Bounding-box rows:
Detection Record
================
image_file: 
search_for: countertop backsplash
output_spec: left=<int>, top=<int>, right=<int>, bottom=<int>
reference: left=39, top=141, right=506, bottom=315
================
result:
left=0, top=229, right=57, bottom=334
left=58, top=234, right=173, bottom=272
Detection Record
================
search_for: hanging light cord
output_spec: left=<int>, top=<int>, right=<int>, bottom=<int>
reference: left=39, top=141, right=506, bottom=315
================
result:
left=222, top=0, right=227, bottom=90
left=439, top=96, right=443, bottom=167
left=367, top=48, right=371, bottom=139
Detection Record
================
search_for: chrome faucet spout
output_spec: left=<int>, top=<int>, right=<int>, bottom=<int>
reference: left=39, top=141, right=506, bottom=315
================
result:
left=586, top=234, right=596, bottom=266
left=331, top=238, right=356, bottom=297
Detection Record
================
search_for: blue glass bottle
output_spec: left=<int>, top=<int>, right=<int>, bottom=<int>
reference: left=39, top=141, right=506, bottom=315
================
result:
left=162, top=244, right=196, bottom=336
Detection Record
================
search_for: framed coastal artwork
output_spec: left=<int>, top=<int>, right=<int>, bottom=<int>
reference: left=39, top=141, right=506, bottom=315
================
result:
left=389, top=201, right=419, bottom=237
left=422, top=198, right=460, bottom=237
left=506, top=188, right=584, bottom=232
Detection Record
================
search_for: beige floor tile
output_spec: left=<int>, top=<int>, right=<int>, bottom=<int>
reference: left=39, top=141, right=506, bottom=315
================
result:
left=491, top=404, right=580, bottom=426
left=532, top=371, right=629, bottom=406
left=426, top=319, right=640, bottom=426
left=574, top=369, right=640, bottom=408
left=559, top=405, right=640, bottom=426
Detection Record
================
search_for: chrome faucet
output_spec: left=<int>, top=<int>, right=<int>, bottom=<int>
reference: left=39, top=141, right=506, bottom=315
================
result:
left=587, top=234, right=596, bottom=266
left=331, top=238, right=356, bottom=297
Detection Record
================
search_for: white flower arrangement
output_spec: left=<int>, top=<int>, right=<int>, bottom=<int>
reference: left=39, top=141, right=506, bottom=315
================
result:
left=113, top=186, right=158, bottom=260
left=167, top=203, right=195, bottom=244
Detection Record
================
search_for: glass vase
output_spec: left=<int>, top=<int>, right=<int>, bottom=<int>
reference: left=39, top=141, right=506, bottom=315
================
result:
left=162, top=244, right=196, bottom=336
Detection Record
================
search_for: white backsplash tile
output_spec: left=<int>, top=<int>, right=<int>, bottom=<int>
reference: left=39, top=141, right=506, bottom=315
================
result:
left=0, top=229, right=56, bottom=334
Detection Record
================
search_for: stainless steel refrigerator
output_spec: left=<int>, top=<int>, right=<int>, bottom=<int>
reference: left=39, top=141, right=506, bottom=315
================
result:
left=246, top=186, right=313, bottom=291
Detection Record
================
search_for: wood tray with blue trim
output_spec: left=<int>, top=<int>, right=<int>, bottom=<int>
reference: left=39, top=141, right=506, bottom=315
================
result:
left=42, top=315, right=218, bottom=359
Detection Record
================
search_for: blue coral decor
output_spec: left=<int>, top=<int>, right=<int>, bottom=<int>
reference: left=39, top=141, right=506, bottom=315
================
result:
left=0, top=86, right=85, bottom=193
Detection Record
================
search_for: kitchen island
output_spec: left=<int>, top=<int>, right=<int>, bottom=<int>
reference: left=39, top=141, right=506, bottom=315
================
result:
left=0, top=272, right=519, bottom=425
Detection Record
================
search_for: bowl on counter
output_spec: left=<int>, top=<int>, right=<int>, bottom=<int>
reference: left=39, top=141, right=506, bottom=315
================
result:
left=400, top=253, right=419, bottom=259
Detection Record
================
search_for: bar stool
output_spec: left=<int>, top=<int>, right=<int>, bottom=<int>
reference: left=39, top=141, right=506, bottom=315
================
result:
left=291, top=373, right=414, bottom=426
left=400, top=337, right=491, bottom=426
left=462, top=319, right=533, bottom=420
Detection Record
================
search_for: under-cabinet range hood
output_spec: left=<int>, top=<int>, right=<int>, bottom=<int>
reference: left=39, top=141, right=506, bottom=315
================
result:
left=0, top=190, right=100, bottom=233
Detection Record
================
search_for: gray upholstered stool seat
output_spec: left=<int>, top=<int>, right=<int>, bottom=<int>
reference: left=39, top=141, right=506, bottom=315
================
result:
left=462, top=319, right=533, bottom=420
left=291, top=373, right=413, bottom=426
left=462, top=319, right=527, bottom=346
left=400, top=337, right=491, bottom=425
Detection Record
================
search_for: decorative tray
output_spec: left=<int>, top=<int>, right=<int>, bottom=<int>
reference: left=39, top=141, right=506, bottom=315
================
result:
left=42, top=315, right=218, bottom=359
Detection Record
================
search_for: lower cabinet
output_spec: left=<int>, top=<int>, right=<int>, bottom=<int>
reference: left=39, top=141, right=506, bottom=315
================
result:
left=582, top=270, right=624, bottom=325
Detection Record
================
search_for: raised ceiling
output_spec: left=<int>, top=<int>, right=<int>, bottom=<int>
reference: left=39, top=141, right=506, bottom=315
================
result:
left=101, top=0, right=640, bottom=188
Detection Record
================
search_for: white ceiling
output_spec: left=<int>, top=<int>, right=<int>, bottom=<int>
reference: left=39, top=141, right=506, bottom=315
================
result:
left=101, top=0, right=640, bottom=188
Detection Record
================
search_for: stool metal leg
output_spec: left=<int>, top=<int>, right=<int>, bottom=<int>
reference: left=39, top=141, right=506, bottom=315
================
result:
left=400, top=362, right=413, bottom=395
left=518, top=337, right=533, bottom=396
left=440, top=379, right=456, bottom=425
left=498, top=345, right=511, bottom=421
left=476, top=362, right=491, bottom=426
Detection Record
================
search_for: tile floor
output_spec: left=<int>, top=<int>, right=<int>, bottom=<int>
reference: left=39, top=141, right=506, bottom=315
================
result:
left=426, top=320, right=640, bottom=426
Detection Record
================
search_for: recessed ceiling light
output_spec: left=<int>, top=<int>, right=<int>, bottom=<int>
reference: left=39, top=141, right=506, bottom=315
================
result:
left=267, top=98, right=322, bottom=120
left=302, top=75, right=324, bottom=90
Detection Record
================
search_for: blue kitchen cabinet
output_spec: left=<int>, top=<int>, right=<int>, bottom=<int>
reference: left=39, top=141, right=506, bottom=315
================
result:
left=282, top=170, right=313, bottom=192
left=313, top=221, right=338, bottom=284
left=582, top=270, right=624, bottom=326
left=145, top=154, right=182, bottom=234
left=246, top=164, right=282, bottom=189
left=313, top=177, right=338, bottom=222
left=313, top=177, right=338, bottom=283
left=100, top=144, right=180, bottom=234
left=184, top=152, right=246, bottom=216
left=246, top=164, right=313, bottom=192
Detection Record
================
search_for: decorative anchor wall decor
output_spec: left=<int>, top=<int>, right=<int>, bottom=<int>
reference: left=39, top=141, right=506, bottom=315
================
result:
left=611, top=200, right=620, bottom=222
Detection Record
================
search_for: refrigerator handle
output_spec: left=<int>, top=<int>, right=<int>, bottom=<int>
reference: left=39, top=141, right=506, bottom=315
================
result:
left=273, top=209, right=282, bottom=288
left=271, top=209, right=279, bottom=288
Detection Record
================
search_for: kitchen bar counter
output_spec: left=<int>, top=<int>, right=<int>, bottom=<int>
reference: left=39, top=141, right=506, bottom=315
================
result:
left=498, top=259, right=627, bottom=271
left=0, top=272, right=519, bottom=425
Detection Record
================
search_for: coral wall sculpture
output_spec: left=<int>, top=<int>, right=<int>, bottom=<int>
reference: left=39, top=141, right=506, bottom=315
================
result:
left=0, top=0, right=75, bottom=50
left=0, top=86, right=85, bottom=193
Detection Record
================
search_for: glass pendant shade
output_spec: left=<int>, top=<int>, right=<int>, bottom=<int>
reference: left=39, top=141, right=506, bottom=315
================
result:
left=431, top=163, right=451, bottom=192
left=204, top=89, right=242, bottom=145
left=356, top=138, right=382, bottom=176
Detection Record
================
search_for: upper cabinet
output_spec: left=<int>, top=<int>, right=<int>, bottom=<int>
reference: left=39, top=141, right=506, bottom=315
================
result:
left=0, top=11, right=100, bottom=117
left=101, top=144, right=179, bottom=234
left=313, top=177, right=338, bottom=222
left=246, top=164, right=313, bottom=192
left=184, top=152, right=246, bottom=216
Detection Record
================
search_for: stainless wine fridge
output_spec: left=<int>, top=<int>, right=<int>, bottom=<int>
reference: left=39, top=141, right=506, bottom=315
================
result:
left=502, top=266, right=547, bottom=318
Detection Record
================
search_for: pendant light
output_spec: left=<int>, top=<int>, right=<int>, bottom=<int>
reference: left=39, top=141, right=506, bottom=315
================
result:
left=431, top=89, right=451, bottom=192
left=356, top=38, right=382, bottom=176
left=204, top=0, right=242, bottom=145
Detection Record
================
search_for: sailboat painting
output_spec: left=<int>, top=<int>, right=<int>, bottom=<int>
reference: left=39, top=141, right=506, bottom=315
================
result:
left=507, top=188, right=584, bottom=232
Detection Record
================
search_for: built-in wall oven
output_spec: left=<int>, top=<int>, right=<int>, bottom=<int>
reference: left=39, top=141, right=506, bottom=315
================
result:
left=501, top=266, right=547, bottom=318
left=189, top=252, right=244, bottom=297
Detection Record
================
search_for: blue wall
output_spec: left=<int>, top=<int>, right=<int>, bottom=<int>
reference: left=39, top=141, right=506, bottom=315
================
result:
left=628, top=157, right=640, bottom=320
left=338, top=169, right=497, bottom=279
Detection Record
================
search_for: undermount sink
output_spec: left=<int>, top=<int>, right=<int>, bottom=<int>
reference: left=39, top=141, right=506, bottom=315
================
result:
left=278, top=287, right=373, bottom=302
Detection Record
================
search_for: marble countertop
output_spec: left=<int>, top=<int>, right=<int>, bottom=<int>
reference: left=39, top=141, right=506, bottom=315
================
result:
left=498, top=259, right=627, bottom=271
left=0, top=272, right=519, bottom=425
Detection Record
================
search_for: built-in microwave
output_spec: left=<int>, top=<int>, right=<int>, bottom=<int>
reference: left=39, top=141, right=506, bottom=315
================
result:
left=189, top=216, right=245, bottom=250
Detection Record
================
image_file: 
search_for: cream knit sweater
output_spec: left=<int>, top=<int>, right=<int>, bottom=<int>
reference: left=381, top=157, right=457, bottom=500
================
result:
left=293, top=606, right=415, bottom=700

● Exercise
Copy the rows from their start up to and including the line with "left=0, top=229, right=57, bottom=334", changing "countertop backsplash" to "tile backsplash" and leaving everything else unchanged.

● Final result
Detection Record
================
image_file: 
search_for: tile backsplash
output_spec: left=<int>, top=<int>, right=<int>, bottom=<int>
reference: left=39, top=141, right=506, bottom=315
================
result:
left=0, top=229, right=57, bottom=334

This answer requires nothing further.